▸ What needs to be done: Set down exactly, and only, the lines from the one with "In the picture above, where can the hanging" to the final line of the entries, both included.

▸ Provided material:
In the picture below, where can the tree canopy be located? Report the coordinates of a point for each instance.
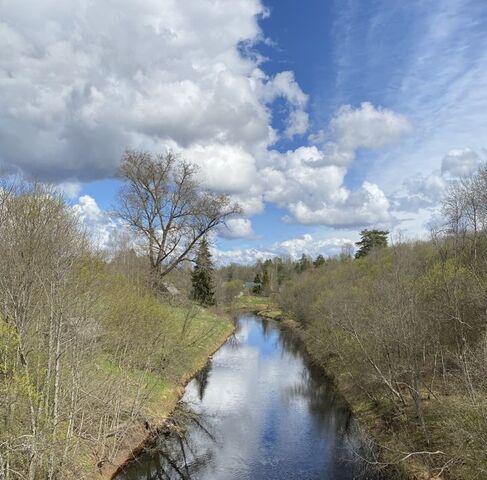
(165, 205)
(370, 239)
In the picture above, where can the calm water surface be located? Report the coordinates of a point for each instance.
(263, 413)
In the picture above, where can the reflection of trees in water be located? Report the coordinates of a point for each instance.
(330, 411)
(202, 379)
(173, 455)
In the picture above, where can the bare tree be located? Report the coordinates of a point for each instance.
(165, 206)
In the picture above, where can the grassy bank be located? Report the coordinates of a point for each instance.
(392, 430)
(159, 391)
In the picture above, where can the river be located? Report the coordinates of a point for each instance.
(262, 411)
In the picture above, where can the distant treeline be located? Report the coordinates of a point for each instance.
(403, 328)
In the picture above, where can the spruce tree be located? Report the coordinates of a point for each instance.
(202, 276)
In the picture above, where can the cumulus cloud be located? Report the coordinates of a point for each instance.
(293, 247)
(368, 127)
(310, 181)
(460, 162)
(97, 223)
(84, 80)
(426, 191)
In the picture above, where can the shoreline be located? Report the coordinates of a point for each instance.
(367, 418)
(143, 433)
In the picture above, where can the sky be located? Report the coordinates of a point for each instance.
(319, 117)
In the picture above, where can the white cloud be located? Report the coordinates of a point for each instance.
(366, 206)
(426, 191)
(237, 228)
(310, 181)
(96, 221)
(69, 189)
(83, 81)
(460, 162)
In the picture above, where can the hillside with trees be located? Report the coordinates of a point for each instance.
(91, 346)
(403, 329)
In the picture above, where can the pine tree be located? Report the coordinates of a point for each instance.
(370, 239)
(202, 276)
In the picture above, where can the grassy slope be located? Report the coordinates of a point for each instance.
(161, 392)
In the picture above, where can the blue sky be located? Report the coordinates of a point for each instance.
(319, 117)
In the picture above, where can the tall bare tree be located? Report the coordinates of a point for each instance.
(165, 205)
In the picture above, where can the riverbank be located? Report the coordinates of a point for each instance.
(162, 394)
(374, 418)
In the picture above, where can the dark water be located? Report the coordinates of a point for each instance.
(263, 413)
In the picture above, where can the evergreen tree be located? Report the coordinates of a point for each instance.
(369, 240)
(303, 264)
(320, 260)
(202, 276)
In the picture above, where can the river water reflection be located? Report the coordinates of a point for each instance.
(263, 413)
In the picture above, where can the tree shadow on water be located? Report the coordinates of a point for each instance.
(176, 453)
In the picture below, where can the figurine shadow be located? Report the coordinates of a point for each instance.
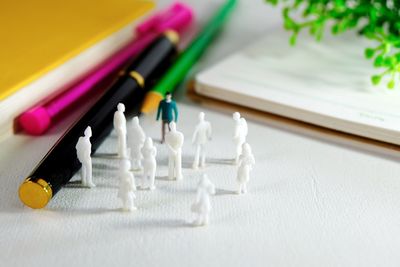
(78, 184)
(224, 192)
(153, 224)
(220, 161)
(164, 178)
(88, 211)
(106, 155)
(102, 166)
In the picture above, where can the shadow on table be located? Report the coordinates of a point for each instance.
(224, 192)
(157, 223)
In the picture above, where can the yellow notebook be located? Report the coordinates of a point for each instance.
(38, 36)
(46, 45)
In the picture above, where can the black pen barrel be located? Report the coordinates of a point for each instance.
(61, 162)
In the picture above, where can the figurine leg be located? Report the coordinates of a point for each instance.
(203, 156)
(83, 175)
(163, 125)
(123, 152)
(244, 188)
(130, 204)
(196, 158)
(206, 219)
(171, 165)
(144, 179)
(89, 174)
(178, 166)
(239, 191)
(238, 152)
(152, 179)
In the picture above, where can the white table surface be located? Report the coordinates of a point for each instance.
(310, 203)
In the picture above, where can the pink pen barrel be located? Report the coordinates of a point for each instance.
(38, 119)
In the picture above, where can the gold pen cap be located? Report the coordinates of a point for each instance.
(35, 194)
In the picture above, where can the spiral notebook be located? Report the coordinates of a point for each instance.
(325, 84)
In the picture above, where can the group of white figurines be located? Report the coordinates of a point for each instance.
(141, 155)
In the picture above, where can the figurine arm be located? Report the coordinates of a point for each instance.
(209, 131)
(194, 135)
(159, 110)
(175, 110)
(171, 149)
(212, 189)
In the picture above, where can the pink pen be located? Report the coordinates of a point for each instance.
(38, 119)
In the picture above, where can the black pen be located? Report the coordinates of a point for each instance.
(61, 162)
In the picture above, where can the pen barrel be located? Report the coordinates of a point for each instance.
(61, 162)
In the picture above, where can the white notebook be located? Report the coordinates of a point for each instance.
(326, 84)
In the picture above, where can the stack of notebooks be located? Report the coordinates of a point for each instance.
(48, 45)
(324, 86)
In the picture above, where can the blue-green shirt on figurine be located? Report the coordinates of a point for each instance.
(168, 110)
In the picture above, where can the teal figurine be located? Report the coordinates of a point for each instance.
(169, 112)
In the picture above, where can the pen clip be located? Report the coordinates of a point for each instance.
(176, 17)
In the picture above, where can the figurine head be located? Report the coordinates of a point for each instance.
(135, 121)
(88, 132)
(201, 116)
(236, 116)
(125, 165)
(246, 149)
(204, 181)
(121, 107)
(172, 126)
(168, 96)
(148, 142)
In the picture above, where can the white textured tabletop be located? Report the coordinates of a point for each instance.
(310, 203)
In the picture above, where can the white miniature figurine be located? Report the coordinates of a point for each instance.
(174, 141)
(83, 150)
(149, 152)
(136, 137)
(202, 206)
(120, 128)
(201, 135)
(240, 133)
(246, 162)
(126, 186)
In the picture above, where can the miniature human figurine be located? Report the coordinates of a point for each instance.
(136, 137)
(120, 128)
(149, 152)
(201, 135)
(246, 162)
(83, 150)
(174, 141)
(202, 206)
(168, 111)
(126, 186)
(240, 133)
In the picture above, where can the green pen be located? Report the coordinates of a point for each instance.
(187, 59)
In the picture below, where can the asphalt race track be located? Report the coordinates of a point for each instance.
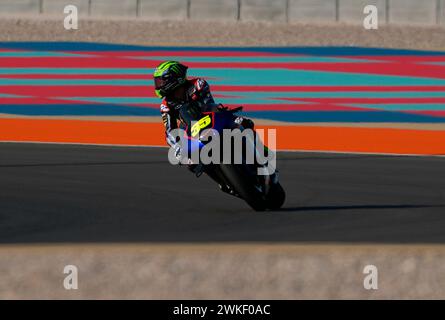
(73, 193)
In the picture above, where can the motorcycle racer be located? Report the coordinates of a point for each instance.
(175, 89)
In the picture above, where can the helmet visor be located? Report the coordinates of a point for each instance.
(159, 82)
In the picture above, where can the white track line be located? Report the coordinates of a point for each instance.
(281, 150)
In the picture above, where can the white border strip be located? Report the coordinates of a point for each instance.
(281, 150)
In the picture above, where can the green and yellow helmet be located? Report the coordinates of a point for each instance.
(168, 76)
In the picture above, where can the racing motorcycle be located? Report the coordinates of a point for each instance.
(240, 179)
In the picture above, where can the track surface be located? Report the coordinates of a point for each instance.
(61, 193)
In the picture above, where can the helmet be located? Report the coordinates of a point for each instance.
(168, 76)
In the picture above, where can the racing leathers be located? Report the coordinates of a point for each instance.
(197, 90)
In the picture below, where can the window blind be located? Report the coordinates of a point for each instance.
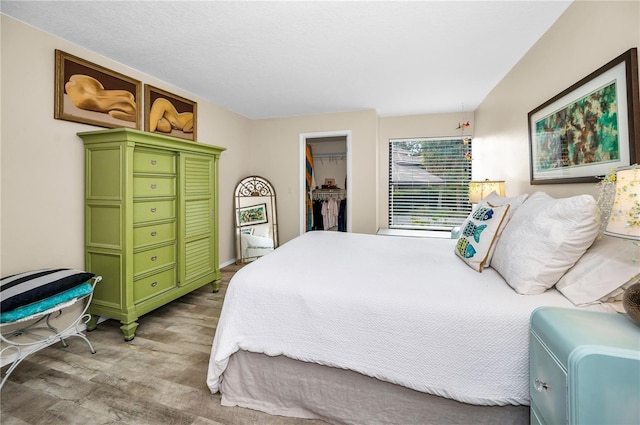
(429, 183)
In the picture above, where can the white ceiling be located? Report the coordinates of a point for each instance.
(266, 59)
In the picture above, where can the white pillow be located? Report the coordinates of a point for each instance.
(478, 234)
(601, 273)
(544, 238)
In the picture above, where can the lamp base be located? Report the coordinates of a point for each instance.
(631, 302)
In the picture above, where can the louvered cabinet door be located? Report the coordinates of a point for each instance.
(199, 232)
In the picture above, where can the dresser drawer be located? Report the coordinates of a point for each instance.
(153, 162)
(153, 234)
(547, 384)
(148, 260)
(149, 286)
(153, 210)
(145, 187)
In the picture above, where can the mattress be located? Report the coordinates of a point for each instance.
(403, 310)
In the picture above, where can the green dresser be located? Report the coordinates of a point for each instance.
(151, 229)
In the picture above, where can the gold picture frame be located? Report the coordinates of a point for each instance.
(169, 114)
(92, 94)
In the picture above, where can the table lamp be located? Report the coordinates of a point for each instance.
(624, 222)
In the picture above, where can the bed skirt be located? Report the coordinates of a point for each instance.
(286, 387)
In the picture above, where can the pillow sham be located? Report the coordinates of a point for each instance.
(478, 234)
(601, 272)
(28, 287)
(544, 238)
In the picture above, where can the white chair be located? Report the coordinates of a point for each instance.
(28, 328)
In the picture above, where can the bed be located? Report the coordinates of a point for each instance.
(355, 328)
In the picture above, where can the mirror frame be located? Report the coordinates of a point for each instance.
(255, 187)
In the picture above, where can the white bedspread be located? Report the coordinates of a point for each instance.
(403, 310)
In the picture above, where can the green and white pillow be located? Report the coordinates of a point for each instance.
(479, 233)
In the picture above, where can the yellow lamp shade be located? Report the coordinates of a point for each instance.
(624, 221)
(479, 189)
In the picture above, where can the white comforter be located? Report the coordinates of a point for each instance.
(403, 310)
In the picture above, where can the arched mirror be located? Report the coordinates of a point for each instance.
(256, 219)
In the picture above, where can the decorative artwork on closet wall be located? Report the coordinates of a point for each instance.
(254, 214)
(92, 94)
(589, 128)
(169, 114)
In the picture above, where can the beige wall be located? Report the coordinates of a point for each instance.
(43, 161)
(587, 36)
(42, 158)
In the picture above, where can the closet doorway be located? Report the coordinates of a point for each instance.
(325, 171)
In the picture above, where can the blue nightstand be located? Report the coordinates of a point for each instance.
(584, 368)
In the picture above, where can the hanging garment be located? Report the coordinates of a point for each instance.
(317, 216)
(342, 216)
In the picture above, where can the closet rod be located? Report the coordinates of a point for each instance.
(331, 155)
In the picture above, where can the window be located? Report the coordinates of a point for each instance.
(429, 183)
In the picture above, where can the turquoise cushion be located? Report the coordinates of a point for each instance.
(28, 287)
(46, 304)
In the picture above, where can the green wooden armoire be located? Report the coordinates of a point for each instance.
(151, 226)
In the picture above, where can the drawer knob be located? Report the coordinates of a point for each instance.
(539, 385)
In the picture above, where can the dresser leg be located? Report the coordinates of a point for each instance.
(216, 285)
(129, 330)
(92, 324)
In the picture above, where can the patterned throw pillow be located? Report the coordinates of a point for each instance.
(478, 234)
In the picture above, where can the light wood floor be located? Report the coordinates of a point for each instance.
(157, 378)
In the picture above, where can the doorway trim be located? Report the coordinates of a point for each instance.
(302, 162)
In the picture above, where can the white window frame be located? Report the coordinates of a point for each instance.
(442, 188)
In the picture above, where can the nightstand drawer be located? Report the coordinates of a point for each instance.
(145, 187)
(153, 162)
(547, 384)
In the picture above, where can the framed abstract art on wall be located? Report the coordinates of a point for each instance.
(590, 128)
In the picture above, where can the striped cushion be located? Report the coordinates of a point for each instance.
(29, 287)
(47, 305)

▸ Answer in full:
In the picture above, where can the hanging garment be located? Report the coordinates of a point for each instance.
(317, 216)
(342, 216)
In the picture above, where can the closet rod be located? Report the coordinates of a point for each instance.
(331, 155)
In the picture above, where can the window be located? Report the coordinates of a point for each instance.
(429, 183)
In the picture above, where can the turquoise cushion be located? Report the coordinates of a point for each instance.
(28, 287)
(46, 304)
In the picture above, where can the green wooden armoire be located? Report the coordinates of a point for each instance.
(151, 226)
In the picture above, where can the drawer knob be located? Report the coordinates of a point for each instance.
(539, 385)
In the picture above, where can the dresser leg be located? Report the coordinates of a point for each instance.
(216, 285)
(129, 330)
(92, 324)
In the picture above, where can the patterned throw pillow be located? Report the coordinates of a point for each instance.
(478, 234)
In the picture above, where can the light wood floor be located? Report the coordinates of a point for each instance.
(157, 378)
In the picture above, where can the doorway trim be located? Report the coordinates of a point for each instance.
(302, 162)
In the picture above, where can the white window frame be located? Report the coordinates of a point for each instance.
(442, 188)
In the picture above, where can the nightstand drawer be located? Report the coordinates of a point for each instance.
(145, 187)
(153, 162)
(547, 384)
In the picture above, where can the framed abstract art on wall be located? Report the coordinates of a point for each instance.
(590, 128)
In the picture above, where can the striped cushion be located? Report the coordinates of a point for each instance.
(29, 287)
(47, 305)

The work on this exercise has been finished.